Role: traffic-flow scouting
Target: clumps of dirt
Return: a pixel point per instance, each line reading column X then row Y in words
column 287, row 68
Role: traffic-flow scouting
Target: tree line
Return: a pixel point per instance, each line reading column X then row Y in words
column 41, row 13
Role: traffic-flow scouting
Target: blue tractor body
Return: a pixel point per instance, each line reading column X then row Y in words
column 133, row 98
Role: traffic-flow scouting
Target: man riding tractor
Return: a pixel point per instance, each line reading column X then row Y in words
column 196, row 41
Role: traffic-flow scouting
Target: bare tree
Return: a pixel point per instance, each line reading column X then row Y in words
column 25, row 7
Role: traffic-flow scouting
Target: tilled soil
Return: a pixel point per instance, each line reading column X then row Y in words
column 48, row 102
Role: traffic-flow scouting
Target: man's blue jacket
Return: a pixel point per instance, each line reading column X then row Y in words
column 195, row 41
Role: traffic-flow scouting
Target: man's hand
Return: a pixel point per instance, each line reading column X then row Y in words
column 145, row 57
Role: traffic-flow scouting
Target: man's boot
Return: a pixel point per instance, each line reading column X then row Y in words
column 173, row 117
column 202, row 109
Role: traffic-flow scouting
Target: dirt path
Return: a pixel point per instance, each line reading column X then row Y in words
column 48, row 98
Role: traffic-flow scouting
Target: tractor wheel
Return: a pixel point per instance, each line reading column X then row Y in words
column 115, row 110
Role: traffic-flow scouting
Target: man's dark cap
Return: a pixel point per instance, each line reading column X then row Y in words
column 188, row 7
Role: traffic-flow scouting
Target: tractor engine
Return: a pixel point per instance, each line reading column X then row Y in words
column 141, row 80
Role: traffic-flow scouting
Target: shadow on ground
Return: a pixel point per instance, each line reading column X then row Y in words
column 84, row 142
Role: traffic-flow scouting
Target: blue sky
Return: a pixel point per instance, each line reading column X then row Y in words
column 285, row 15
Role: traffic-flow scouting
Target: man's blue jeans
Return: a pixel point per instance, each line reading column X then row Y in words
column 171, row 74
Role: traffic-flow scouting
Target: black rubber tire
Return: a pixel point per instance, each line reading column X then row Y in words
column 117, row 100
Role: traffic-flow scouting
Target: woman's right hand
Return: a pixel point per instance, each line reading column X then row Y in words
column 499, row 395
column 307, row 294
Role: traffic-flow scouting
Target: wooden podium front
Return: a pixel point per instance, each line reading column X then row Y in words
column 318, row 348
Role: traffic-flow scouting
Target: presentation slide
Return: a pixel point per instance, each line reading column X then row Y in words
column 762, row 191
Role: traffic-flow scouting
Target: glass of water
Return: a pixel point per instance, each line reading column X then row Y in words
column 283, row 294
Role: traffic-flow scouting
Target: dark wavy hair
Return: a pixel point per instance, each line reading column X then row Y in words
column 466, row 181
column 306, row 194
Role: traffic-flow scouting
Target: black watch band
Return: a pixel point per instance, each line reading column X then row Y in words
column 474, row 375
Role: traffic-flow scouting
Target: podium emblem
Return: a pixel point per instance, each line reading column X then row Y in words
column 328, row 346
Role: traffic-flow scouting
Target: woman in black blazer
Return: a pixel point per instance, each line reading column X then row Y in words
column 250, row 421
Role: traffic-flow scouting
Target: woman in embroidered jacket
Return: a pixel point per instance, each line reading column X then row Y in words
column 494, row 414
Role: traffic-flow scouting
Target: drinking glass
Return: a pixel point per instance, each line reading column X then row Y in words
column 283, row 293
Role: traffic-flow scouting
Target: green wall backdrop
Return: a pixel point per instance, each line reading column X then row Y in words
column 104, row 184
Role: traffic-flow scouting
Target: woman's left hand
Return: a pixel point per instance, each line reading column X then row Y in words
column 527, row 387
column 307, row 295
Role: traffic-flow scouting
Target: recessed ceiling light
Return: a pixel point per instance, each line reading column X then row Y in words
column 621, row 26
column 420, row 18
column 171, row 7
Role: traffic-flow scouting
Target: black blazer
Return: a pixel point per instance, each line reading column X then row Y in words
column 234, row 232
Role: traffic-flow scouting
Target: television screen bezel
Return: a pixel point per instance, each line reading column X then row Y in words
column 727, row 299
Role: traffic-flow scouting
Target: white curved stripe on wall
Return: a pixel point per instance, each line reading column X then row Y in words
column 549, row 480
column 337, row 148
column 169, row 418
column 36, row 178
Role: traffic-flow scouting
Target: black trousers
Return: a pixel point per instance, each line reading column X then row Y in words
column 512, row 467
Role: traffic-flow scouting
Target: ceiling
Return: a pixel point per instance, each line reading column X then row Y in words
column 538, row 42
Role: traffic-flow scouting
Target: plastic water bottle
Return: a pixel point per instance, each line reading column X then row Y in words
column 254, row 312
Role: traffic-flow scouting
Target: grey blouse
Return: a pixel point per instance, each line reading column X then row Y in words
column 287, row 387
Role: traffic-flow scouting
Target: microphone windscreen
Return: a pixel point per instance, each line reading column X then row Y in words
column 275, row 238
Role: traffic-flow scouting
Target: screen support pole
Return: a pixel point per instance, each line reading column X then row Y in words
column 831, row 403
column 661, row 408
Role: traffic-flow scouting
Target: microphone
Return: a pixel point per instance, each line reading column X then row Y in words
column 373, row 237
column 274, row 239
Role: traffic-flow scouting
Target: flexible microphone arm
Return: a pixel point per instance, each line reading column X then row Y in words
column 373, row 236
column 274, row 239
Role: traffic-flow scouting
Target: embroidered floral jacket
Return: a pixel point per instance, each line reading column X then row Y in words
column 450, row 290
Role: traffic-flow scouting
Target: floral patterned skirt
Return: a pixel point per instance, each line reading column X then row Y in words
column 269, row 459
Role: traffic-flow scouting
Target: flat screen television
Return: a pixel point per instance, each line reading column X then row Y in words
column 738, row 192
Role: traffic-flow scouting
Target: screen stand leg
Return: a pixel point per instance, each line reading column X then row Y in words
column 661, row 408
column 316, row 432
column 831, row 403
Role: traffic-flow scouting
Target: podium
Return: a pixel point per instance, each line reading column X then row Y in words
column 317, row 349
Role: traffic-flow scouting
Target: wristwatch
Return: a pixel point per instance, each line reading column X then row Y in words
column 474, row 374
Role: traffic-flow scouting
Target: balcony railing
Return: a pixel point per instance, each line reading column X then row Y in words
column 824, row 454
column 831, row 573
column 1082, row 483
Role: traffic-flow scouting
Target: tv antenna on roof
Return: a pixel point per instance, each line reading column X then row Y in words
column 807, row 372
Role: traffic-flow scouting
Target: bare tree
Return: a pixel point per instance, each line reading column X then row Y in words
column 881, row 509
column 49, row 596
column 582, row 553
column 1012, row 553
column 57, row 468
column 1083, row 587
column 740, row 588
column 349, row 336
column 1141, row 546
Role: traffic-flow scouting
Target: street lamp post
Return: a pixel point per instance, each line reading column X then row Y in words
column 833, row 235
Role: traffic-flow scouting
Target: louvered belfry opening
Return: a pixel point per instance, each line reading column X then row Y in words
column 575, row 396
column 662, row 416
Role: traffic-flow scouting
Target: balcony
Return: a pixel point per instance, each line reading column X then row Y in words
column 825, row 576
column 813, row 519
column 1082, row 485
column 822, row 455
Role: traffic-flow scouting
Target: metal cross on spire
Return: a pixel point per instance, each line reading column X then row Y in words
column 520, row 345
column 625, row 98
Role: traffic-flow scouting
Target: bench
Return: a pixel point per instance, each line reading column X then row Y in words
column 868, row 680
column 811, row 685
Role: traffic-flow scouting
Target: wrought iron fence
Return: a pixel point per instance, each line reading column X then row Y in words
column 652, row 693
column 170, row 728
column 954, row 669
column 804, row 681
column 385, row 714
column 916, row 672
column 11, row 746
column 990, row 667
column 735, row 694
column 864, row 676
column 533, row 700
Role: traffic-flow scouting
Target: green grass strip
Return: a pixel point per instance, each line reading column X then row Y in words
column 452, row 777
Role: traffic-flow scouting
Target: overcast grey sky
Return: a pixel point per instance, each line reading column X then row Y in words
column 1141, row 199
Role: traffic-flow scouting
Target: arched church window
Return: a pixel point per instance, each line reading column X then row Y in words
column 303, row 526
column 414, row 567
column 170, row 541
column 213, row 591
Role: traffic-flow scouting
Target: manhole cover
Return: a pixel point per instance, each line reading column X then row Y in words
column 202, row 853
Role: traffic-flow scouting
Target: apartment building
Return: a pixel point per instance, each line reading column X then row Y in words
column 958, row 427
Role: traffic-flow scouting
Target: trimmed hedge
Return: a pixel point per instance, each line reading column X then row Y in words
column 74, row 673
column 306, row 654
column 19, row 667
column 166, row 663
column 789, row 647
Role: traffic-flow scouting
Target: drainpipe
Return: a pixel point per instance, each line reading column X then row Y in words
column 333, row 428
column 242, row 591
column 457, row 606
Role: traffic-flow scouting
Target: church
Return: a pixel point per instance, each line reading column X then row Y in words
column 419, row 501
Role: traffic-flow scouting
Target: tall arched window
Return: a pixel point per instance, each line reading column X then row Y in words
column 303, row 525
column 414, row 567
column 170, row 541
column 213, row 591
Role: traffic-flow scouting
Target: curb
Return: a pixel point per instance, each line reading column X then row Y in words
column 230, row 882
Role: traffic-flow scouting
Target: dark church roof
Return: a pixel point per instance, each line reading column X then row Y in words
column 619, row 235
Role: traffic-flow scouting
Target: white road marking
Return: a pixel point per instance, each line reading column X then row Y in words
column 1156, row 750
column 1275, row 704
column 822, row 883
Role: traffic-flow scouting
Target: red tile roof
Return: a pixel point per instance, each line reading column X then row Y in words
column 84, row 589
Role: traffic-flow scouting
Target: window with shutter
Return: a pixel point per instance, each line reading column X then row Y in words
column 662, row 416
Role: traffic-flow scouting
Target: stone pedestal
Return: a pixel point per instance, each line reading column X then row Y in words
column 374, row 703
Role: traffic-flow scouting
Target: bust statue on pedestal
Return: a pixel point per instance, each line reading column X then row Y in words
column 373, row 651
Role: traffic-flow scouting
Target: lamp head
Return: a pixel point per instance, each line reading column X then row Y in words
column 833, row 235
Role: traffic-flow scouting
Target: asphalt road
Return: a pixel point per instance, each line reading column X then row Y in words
• • • • • • •
- **Your instructions**
Copy the data from the start up to and including the line that contains "column 141, row 80", changing every "tractor" to "harvester" and leaving everything else unchanged.

- **Answer for the task**
Role: traffic-flow scouting
Target: clumps of dirt
Return: a pixel point per instance, each line reading column X then row Y in words
column 287, row 68
Role: traffic-flow scouting
Target: tree line
Return: a pixel point per instance, each line reading column X then row Y in words
column 41, row 13
Role: traffic-flow scouting
Target: blue harvester body
Return: a pixel point per instance, each line reading column X then row Y in words
column 133, row 98
Role: traffic-flow scouting
Target: man riding harvester
Return: a pixel point per instance, each line reading column X then row Y in words
column 196, row 41
Role: traffic-flow scouting
Target: bare tree
Return: a pixel point per instance, each line reading column X then row Y in words
column 25, row 7
Role: traffic-flow scouting
Target: tilled soil
Return: a pixel point per instance, each line reading column X then row Y in words
column 48, row 102
Role: traffic-flow scouting
Target: man's blue jacket
Return: a pixel point per instance, each line reading column X then row Y in words
column 195, row 41
Role: traffic-flow scouting
Target: man's hand
Return: a pixel point per instance, each line reading column X then row Y in words
column 145, row 57
Role: traffic-flow scouting
Target: man's boot
Return: a pixel point per instance, each line reading column X then row Y in words
column 173, row 117
column 202, row 109
Role: traffic-flow scouting
Target: dirt path
Return: a pixel point per instance, each line reading column X then row Y in words
column 48, row 98
Role: traffic-flow scouting
Target: harvester wheel
Return: a pixel point per instance, each line reading column X then row Y in words
column 115, row 110
Role: traffic-flow scouting
Target: man's dark cap
Return: a pixel point per instance, each line reading column X then row Y in words
column 188, row 7
Role: traffic-flow scouting
Target: harvester engine
Return: a pixel point per instance, each line reading column X then row Y in words
column 141, row 80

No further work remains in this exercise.